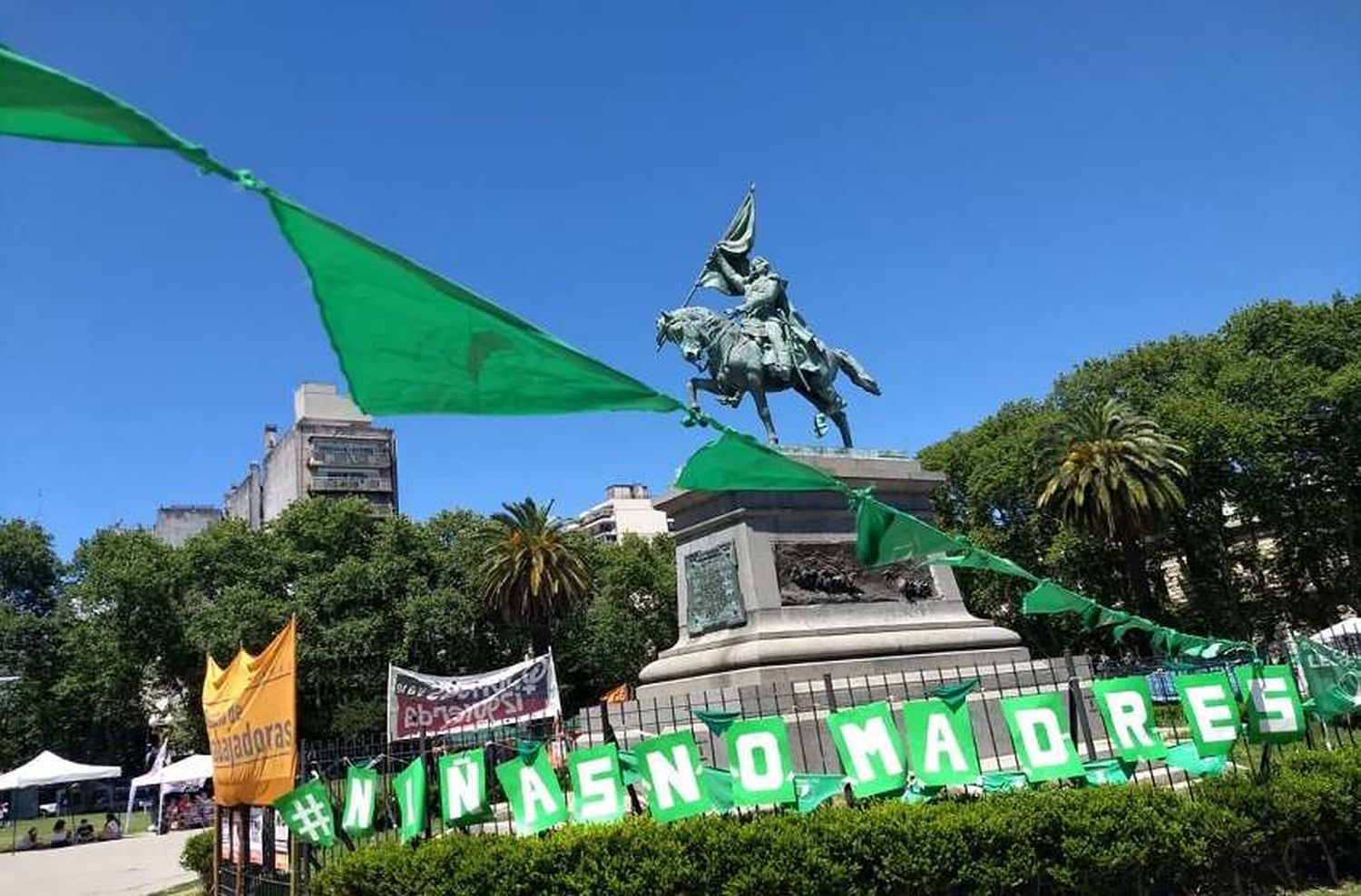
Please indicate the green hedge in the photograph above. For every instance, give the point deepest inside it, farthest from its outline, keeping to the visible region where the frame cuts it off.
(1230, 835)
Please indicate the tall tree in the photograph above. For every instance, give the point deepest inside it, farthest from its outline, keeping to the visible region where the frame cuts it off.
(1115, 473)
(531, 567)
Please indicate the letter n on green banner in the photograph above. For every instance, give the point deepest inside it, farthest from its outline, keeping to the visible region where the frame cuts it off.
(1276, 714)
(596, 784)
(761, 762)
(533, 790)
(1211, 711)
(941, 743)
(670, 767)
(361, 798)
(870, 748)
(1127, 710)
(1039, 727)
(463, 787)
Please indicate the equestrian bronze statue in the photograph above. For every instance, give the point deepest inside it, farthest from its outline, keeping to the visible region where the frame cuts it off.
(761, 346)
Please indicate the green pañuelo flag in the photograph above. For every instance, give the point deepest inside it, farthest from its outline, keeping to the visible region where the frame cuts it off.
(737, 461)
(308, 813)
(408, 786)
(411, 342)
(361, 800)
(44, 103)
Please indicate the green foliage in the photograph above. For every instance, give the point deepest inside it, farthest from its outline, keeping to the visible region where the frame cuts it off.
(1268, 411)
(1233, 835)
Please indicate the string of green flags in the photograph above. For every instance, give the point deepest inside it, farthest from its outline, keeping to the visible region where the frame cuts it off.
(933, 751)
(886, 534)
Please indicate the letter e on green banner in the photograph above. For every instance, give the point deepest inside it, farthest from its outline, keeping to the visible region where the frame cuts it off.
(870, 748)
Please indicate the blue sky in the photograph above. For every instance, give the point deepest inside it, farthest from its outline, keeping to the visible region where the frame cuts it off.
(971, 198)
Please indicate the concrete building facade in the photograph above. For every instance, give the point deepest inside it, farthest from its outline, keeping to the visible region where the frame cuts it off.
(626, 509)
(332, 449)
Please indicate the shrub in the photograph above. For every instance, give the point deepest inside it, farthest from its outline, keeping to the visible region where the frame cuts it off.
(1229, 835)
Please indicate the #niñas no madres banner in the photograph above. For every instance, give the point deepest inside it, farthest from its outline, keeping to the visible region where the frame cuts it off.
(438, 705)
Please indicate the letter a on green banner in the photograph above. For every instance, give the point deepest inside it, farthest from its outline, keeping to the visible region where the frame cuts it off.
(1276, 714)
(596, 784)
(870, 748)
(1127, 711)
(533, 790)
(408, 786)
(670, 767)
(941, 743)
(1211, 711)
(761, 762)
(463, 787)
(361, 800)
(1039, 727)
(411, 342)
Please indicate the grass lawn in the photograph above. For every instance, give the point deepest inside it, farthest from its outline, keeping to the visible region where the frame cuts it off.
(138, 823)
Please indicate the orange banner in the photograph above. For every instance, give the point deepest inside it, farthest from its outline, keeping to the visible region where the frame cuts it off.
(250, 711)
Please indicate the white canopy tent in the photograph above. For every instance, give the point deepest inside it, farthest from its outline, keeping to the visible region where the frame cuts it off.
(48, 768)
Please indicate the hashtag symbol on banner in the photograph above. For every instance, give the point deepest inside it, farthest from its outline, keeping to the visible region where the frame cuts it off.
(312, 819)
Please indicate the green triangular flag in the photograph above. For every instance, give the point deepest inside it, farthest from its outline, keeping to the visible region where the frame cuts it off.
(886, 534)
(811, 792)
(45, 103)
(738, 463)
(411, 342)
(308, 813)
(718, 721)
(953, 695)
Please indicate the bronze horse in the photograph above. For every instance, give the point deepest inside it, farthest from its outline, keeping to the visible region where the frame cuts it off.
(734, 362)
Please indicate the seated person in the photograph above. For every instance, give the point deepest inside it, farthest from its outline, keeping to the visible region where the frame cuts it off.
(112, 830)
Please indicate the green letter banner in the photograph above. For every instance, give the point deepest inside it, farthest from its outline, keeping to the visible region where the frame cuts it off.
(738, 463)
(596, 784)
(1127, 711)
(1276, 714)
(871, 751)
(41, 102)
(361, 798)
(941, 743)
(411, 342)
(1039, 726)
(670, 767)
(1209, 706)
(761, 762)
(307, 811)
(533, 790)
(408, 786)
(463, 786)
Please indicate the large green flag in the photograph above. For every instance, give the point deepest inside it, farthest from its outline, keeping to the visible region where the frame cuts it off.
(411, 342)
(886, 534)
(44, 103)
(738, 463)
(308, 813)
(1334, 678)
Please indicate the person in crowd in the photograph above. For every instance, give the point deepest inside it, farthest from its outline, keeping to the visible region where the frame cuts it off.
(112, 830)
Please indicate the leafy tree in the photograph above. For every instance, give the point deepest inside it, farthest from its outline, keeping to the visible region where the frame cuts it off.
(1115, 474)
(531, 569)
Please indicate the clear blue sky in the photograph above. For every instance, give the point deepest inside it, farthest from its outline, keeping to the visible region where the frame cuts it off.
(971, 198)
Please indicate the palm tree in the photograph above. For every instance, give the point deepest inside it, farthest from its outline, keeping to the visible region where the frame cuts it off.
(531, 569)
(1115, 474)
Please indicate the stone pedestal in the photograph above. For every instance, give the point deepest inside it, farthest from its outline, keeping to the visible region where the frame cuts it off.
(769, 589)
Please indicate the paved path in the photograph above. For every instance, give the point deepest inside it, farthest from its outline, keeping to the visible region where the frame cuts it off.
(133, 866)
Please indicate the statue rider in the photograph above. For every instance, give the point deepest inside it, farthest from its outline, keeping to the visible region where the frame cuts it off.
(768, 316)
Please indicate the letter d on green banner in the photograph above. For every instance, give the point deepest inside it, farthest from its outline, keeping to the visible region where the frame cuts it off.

========================================================================

PROBLEM STATEMENT ▸
Any pictures above are to be left out. Retype the rest of the records exactly.

WRITTEN REPLY ▸
Please indicate the green hedge in the photograph above. For every instance, give the point deepest inside it, farthest from its outline, keeping to the visible region where the frame cuts it off.
(1230, 835)
Please indicate the tall tree in the photograph above. For every instance, give the point deepest inside it, farthest from its outline, keeping to the visible region where the frame cuts it off.
(1115, 473)
(531, 567)
Please indicate the letter n on green banner in the photograph above. For every instance, give the point deepest inside it, farthest from its outline, keeping to the visible region where the frame cuts it off.
(1276, 714)
(596, 784)
(761, 762)
(533, 790)
(1211, 711)
(941, 743)
(670, 767)
(361, 798)
(870, 748)
(1127, 710)
(1039, 727)
(463, 787)
Please indicate the equestrian bronze statue in the photograph above. For every instance, give the point deepest inside it, farthest from its outline, keeping to the visible region where the frame cuts it off.
(761, 346)
Please indicate the green pañuelo flag in the photograph above. For every instance, give the point deepest inside it, farthest from its outline, keeping to the visible region where the frame cuts it off.
(737, 461)
(308, 813)
(408, 786)
(411, 342)
(361, 800)
(44, 103)
Please indicate the green foliage in the photograph above. For every instance, give the point deepest inside it, farthest from its outline, keeping to the visible region where the frame cuts it off.
(1268, 411)
(1233, 835)
Please indicate the string of green flags in the photograph above. For every instance, give the point deepest inside it, farthest from its outline, keeping to the visible region where the frame cuts it off.
(933, 751)
(886, 534)
Please indicate the letter e on green banner in the photograph above. For every instance, give the point deepest inside it, farthest from its outline, keeping to the visible region where the frame cuts it off.
(870, 748)
Please indicate the blue sky in the photograph above. For every instance, give the point deepest inside it, farthest from its outline, keeping to the visible region where the frame cuts it off.
(971, 198)
Please indicate the concrete building facade in the photograph above. For every instance, give the point deepest inside it, farthest from its outline, keeping to the visible region where the frame cuts it off.
(626, 509)
(332, 449)
Please indicate the shrub in the photograph above. For every instance, give the point deepest inside it, farthest from its outline, keeping to the visible region where the frame cuts it off.
(1229, 835)
Please indicate the #niñas no madres banner in the photograph above. For every instance, give the point deepest inside it, farthest from its outline, keeping to the visible region where the frame cuts it off.
(438, 705)
Please indicate the letter a on green banner in the photograph above. For every instance, give the point deepest inside it, farthest from its outline, keeping to the visible region where the frame cuts it off.
(1276, 714)
(596, 784)
(870, 748)
(1127, 711)
(533, 790)
(408, 786)
(670, 767)
(941, 743)
(1211, 711)
(761, 762)
(463, 787)
(361, 800)
(1039, 727)
(411, 342)
Please indicate the grass lawn in the photograph above. For every instance, give the point deepest inside it, farthest from its outline, keeping to the visible region where the frame cuts it off.
(138, 823)
Please indicate the orange banner in the photograph above. For every instance, give the point deepest inside it, farthest from its outline, keeping to the visible region where the frame cuts it off.
(250, 711)
Please indicate the white canopy tent in the photograph above. For every instance, give the point deepest inside it, farthest from its outline, keeping to the visible region where the frame cuts it off.
(48, 768)
Please indicate the hashtag symbol on banner in the photograph above. For every instance, give the point deepest inside it, farthest from its outline, keeping to the visible region where the frame cuts it off.
(312, 819)
Please indicate the green triangular flag in the photograph above. For every instance, give the point deepest inside it, farthest from its outline, keeping to the visible region where the frame cuts it off.
(886, 534)
(811, 792)
(45, 103)
(738, 463)
(411, 342)
(308, 813)
(718, 721)
(953, 695)
Please indicate the bronze horse in the photograph above. For every instance, give the point deepest inside it, farthest from its outline, keeping to the visible region where the frame cuts it off.
(734, 362)
Please indicate the seated person in the photograph above. For every instance, give the point deepest inside it, farthest from its outline, keeping to the visible region where the frame cuts it off.
(112, 830)
Please indicate the green letter banner in the photograph above. For every instance, give the point deepest inside it, farthest from its outline, keeping to the visible region where the frame cuts it off.
(738, 463)
(596, 784)
(1127, 711)
(1276, 714)
(871, 751)
(41, 102)
(361, 798)
(941, 743)
(411, 342)
(1039, 726)
(670, 767)
(1209, 706)
(761, 762)
(307, 811)
(533, 790)
(408, 786)
(463, 786)
Please indicate the large green flag in the photograph above. For every instance, give the point deepest inside it, farthest from its outline, keeping to the visible region where the frame cuts it off.
(411, 342)
(886, 534)
(44, 103)
(738, 463)
(308, 813)
(1334, 678)
Please indicate the person in crowd in the photograph above. For every instance, give the point deepest inside it, farthest from its outline, keeping to the visible region where the frame cuts it off.
(112, 830)
Please indicate the leafy tree in the photograph above. For every instance, give the point deepest inside it, farthest from its outline, keeping to the visible region where the frame cuts it off.
(1115, 474)
(531, 569)
Please indicate the clear blue sky in the photograph above. For every instance, give the point deepest inside it, farthest from its outline, keeping to the visible region where the frame cuts it off.
(971, 198)
Please indicate the palm tree in the photograph above. For every instance, give the point deepest inside it, farthest from its outline, keeping to the visible region where the frame cuts it off.
(531, 569)
(1115, 474)
Please indicate the stone pedestal in the photograph above. For every instance, give the point deepest inside it, farthest from its outline, keeping to the visible region where the frame cuts it off.
(769, 589)
Please indicate the paved path in the photograph above. For every instance, give the point deepest inside it, farthest from its outline, keeping to the visible region where the frame cuts it off.
(133, 866)
Please indicate the statue rider in the photograph above. For every instance, give the point deepest inside it, farthest from its outline, keeping to the visible region where the frame cuts it off.
(768, 316)
Please indicate the letter d on green banner in the photograph above. For every instance, give the point deepest inside it, farthest from its outline, keeping to the visible region where the frame cuts it off.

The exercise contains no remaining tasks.